Object pointing dataset rows
○ ○ ○ ○ ○ ○ ○
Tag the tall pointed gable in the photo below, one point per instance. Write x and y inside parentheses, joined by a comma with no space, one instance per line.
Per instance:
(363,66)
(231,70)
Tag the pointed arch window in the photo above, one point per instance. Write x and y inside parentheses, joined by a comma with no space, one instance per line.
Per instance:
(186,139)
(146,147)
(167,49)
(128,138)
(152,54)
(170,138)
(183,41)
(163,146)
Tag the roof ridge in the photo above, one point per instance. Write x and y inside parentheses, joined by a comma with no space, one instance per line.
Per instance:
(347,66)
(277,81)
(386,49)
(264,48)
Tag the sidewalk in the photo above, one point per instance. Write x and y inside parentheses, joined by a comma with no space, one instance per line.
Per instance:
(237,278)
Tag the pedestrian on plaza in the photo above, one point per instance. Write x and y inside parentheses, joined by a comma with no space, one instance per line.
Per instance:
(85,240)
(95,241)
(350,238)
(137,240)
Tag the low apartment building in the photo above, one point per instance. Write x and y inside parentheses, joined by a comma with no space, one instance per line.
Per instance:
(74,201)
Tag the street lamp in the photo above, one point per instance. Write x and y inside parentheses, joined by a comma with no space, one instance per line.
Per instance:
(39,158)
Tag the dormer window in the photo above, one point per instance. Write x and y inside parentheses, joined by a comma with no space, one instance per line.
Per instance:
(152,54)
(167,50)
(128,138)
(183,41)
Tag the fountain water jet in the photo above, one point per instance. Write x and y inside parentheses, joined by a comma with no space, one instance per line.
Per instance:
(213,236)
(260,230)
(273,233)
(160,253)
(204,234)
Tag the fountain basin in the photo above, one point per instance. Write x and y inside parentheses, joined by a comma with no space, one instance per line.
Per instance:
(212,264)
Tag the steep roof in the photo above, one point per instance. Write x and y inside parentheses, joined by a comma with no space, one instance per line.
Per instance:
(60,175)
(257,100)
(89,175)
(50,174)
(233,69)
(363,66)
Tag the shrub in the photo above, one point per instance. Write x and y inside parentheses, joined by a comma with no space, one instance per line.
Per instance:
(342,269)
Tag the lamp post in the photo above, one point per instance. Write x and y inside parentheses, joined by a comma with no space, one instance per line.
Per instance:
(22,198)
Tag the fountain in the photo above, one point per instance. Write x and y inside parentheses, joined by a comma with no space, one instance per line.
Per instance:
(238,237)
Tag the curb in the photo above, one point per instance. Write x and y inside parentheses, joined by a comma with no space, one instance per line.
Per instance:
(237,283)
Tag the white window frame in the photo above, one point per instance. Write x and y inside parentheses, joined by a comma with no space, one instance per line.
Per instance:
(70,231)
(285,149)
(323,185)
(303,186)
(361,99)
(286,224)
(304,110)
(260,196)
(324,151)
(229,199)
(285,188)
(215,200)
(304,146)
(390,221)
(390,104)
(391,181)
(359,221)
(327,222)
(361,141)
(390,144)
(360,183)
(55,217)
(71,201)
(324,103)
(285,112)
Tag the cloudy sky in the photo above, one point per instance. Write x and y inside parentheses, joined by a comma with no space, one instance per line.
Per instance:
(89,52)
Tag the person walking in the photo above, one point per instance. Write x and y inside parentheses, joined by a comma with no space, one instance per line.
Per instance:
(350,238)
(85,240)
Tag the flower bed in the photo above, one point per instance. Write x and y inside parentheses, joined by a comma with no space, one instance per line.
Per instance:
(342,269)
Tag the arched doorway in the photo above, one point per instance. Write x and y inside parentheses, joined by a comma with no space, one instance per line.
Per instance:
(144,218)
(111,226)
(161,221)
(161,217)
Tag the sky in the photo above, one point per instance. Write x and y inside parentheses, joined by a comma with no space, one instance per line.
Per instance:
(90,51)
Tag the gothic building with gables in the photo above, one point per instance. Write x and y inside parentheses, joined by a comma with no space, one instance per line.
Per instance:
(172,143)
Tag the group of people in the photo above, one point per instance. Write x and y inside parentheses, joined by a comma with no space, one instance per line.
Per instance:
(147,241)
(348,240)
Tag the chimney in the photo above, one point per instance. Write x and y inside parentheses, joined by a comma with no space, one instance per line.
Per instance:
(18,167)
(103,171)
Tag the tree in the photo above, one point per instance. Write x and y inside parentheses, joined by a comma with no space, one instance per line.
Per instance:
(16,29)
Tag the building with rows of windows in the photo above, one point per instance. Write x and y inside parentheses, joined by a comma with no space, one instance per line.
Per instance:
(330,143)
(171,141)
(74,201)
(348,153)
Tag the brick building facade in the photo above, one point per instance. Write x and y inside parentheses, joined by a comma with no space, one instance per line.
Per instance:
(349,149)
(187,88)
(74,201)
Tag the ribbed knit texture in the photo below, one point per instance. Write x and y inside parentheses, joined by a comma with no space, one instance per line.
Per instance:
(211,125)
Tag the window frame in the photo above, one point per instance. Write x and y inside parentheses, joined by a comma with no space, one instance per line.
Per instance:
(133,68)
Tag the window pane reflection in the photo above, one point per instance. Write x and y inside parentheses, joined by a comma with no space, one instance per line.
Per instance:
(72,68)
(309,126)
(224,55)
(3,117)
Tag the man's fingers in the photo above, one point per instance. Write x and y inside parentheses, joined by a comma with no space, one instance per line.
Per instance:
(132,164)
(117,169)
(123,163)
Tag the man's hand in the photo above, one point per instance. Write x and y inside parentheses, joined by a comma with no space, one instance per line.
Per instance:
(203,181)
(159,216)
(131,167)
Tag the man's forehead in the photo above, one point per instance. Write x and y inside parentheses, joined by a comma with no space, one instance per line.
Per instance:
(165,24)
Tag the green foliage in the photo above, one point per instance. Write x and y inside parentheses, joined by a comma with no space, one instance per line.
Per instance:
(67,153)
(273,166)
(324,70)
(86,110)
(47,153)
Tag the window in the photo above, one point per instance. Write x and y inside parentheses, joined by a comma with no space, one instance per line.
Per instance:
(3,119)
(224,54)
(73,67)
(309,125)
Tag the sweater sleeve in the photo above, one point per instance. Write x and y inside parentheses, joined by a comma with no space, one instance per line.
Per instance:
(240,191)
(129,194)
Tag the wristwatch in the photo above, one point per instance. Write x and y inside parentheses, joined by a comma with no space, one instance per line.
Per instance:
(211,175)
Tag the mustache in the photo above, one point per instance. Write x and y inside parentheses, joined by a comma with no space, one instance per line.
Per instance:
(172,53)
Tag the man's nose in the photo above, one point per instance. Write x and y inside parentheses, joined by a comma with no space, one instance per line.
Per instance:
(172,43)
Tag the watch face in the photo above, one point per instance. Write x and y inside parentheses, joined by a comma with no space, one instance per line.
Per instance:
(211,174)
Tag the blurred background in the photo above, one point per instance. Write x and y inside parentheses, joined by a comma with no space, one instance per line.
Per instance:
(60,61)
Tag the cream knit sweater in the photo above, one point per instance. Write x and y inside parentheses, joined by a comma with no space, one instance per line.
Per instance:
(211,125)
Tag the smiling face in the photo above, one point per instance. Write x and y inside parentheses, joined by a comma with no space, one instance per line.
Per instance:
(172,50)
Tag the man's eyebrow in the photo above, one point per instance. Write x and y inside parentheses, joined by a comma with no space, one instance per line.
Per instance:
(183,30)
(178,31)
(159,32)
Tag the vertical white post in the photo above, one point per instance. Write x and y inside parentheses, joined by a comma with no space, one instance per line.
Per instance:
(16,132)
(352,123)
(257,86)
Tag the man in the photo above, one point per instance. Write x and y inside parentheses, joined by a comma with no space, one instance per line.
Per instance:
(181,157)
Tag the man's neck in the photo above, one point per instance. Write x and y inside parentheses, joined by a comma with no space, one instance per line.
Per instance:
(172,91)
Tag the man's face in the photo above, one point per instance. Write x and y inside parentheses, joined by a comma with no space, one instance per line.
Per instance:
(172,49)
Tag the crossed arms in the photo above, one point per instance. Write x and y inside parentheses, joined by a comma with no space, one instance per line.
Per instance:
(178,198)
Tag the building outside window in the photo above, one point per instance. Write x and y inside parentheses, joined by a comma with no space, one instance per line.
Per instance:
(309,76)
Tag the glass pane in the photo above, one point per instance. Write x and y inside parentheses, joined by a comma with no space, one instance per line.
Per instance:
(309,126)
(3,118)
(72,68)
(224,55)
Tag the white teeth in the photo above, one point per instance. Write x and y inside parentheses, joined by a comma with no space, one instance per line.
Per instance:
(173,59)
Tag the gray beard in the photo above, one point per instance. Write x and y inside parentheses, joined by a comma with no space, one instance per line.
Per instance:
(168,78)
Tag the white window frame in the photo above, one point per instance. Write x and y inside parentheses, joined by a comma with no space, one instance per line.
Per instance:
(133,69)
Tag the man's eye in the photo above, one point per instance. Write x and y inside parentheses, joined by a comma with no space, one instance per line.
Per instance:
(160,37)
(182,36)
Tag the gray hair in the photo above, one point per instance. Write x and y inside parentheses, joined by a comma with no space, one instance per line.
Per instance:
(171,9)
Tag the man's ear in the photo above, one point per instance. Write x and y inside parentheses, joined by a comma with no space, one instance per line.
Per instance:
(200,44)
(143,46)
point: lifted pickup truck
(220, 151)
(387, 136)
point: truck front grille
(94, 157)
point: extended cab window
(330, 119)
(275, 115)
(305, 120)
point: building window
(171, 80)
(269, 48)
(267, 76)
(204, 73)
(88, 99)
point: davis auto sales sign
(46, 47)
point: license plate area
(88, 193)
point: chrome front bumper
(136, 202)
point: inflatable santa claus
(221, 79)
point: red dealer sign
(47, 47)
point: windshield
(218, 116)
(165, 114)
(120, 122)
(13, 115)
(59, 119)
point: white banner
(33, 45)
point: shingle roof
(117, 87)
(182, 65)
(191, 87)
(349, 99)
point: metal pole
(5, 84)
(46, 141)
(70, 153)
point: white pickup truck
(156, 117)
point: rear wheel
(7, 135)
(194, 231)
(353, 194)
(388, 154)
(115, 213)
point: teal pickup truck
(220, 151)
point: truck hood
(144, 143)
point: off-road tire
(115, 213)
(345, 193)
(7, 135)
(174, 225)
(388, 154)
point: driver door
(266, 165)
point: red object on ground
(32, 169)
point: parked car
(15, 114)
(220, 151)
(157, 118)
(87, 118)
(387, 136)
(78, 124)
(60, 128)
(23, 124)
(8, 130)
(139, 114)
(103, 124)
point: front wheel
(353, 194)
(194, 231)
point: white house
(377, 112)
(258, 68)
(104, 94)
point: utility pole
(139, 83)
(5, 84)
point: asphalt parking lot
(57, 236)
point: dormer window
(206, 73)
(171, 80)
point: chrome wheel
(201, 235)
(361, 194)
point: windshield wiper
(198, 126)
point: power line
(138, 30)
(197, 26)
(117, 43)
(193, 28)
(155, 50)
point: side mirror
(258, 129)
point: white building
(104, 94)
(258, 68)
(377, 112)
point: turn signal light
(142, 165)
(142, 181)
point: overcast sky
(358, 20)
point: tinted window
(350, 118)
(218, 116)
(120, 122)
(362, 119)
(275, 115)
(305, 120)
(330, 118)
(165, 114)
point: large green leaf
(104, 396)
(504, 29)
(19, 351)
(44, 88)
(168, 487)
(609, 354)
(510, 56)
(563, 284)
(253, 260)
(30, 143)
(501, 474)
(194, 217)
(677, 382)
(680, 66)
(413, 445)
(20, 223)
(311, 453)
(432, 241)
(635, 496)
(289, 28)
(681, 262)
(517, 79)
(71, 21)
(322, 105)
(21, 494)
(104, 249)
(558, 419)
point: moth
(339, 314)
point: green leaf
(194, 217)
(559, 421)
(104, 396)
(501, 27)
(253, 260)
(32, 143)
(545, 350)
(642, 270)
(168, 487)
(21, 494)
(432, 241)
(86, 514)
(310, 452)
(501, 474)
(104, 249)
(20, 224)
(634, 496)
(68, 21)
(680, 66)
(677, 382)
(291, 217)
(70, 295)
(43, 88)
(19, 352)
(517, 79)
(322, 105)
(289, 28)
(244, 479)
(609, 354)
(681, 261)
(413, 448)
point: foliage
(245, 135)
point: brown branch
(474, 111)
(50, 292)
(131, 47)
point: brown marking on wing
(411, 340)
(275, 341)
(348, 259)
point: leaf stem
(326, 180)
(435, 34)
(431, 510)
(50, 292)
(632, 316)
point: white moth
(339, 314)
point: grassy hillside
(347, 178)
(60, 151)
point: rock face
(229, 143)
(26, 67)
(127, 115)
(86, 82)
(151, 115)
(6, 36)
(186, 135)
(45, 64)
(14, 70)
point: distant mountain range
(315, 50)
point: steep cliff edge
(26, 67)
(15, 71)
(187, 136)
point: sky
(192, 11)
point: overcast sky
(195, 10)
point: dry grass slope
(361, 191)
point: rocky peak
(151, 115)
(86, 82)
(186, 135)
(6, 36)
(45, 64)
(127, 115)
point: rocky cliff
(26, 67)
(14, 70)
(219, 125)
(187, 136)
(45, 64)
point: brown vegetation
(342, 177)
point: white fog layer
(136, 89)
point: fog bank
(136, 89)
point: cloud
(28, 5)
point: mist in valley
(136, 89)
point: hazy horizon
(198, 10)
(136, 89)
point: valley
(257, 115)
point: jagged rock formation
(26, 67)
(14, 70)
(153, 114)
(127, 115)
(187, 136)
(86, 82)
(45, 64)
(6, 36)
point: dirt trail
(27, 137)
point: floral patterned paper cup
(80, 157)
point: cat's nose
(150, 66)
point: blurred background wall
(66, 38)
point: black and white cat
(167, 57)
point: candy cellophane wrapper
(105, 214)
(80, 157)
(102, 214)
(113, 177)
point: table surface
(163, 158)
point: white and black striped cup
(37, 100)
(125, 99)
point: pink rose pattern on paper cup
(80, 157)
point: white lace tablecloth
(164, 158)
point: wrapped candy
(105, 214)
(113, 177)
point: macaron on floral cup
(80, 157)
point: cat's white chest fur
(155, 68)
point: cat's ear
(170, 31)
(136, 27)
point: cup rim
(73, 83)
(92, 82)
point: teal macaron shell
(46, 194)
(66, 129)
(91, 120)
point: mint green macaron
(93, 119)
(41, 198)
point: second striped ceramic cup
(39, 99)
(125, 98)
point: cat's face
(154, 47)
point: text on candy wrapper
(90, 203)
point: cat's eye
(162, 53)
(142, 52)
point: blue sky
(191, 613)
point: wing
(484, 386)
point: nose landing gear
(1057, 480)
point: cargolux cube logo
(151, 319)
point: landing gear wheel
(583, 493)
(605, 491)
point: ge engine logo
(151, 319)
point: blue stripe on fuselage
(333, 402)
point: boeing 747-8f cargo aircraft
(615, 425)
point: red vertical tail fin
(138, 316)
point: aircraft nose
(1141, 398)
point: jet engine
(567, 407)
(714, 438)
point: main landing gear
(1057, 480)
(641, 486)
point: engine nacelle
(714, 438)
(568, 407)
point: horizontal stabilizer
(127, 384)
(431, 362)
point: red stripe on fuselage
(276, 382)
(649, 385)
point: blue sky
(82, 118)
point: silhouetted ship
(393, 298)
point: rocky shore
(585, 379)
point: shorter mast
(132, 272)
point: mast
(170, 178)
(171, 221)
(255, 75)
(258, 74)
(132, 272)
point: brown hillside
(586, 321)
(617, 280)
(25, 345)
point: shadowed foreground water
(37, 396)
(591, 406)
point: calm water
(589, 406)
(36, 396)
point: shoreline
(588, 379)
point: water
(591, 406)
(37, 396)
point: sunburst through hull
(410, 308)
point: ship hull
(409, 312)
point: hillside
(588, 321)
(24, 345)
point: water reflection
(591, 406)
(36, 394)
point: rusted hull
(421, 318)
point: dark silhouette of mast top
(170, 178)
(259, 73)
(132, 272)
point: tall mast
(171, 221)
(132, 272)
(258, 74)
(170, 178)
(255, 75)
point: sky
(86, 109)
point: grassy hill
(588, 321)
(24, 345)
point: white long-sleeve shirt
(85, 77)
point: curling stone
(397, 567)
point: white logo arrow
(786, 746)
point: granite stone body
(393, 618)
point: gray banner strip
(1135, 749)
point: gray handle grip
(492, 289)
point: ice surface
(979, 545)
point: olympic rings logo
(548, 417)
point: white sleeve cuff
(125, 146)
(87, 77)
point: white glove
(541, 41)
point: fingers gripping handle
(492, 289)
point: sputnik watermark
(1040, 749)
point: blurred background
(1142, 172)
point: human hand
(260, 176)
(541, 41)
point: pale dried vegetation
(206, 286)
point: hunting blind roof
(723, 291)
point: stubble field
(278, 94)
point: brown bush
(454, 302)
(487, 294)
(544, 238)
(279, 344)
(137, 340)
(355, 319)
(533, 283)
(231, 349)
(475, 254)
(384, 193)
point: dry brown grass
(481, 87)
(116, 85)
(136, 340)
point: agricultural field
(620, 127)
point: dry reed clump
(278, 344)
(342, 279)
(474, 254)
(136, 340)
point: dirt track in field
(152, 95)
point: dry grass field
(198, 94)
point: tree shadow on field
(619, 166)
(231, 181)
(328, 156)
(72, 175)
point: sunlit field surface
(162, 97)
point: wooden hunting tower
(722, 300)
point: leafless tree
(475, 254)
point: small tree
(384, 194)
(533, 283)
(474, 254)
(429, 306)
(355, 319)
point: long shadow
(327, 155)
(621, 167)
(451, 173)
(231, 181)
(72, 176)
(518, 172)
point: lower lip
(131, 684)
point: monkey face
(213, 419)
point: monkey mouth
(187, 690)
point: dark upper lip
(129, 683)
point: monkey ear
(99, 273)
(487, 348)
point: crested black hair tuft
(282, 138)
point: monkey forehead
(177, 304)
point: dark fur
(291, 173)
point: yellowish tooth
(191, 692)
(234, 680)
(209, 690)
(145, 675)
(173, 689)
○ ○ ○ ○ ○ ○ ○
* [EXERCISE]: Extract every line from the one containing "point: granite stone body" through the last line of the data, inclusive, exactly as written.

* [OUTPUT BELOW]:
point: granite stone body
(393, 618)
point: gray banner strip
(1135, 749)
point: gray handle grip
(492, 289)
point: ice surface
(979, 545)
point: olympic rings logo
(548, 417)
point: white sleeve cuff
(125, 146)
(87, 77)
point: white glove
(541, 41)
point: fingers gripping handle
(492, 289)
point: sputnik watermark
(1040, 749)
point: blurred background
(1142, 172)
point: human hand
(260, 176)
(541, 41)
point: pale dried vegetation
(206, 286)
point: hunting blind roof
(723, 291)
point: stubble field
(278, 94)
point: brown bush
(454, 302)
(487, 294)
(544, 238)
(279, 344)
(137, 340)
(355, 319)
(533, 283)
(231, 349)
(475, 254)
(384, 193)
point: dry brown grass
(481, 87)
(116, 85)
(136, 340)
point: agricultural field
(620, 127)
point: dry reed clump
(278, 344)
(342, 279)
(474, 254)
(136, 340)
point: dirt track in field
(152, 95)
point: dry grass field
(198, 94)
point: tree shadow on field
(619, 166)
(231, 181)
(328, 156)
(72, 175)
point: sunlit field surface
(162, 97)
point: wooden hunting tower
(722, 300)
point: leafless tree
(475, 254)
point: small tree
(384, 194)
(533, 283)
(474, 254)
(429, 306)
(355, 319)
point: long shadow
(327, 155)
(621, 167)
(451, 173)
(231, 181)
(72, 176)
(518, 172)
point: lower lip
(131, 684)
point: monkey face
(213, 419)
point: monkey mouth
(187, 690)
point: dark upper lip
(129, 683)
point: monkey ear
(99, 273)
(487, 348)
point: crested black hair tuft
(282, 138)
point: monkey forehead
(177, 304)
point: dark fur
(291, 173)
point: yellowish tooth
(191, 692)
(234, 680)
(209, 690)
(145, 675)
(173, 689)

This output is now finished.